**Pointing records**
* BEGIN *
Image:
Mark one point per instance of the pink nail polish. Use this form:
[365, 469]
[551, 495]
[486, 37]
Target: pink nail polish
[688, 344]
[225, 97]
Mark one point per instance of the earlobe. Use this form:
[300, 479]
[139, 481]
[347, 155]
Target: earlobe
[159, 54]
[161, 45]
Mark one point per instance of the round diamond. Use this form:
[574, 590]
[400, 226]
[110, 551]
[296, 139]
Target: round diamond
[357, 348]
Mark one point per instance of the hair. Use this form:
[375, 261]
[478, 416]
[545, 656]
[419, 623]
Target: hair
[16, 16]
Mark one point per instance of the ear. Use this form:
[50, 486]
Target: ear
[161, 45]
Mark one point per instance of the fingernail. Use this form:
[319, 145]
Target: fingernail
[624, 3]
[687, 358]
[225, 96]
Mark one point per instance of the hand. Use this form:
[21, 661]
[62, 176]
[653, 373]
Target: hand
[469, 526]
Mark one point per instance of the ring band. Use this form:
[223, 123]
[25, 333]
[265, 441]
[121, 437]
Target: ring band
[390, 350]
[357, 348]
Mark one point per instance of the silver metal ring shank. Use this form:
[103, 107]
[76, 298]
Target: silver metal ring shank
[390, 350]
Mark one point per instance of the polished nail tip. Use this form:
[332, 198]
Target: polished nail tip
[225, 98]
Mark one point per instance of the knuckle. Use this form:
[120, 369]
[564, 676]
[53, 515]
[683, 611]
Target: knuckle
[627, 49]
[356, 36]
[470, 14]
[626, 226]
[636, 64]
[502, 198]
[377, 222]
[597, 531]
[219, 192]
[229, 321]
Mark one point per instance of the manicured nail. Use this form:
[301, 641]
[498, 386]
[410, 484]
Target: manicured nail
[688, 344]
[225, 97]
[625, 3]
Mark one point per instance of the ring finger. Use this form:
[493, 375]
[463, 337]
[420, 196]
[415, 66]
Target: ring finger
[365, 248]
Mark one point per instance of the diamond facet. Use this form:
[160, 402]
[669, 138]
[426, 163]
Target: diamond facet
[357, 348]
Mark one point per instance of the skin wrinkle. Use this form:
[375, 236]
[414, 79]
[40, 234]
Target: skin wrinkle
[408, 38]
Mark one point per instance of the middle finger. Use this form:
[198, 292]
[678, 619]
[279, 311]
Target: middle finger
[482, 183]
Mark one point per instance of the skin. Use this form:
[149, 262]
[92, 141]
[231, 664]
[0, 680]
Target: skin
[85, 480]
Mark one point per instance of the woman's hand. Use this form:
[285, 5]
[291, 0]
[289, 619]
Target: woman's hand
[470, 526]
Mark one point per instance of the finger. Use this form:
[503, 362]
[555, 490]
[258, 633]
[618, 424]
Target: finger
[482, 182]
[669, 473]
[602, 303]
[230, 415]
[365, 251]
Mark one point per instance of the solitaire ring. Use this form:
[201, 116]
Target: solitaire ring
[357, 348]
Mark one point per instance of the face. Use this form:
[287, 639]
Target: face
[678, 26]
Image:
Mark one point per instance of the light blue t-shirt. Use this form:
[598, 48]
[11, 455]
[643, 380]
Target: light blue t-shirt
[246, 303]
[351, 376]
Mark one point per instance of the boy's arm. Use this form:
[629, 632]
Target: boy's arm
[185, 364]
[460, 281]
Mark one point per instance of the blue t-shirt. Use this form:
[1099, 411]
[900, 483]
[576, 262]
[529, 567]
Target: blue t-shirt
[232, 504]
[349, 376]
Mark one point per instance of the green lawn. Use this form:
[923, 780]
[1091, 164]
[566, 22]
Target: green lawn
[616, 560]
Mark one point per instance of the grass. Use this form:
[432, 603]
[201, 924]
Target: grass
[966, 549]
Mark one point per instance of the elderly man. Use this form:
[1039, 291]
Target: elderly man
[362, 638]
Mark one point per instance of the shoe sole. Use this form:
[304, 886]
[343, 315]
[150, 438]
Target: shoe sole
* END *
Rescale the records between the line holding "Mark one point per instance of the grass." and the end of the records, inclusive. Reproduce every line, requests included, but multiply each answer coordinate by 1.2 and round it to a whole number, with halves rounding up. Leave the numbers in the requests and their format samples unchanged.

Mark one point per instance of the grass. Use this form:
[432, 603]
[201, 924]
Target: grass
[1159, 659]
Mark one point per instance of the elderly man. Use this form:
[1039, 291]
Target: elderly man
[434, 766]
Mark one point per instance of the shoe sole. Use this form:
[304, 886]
[343, 315]
[150, 438]
Target: shoe sole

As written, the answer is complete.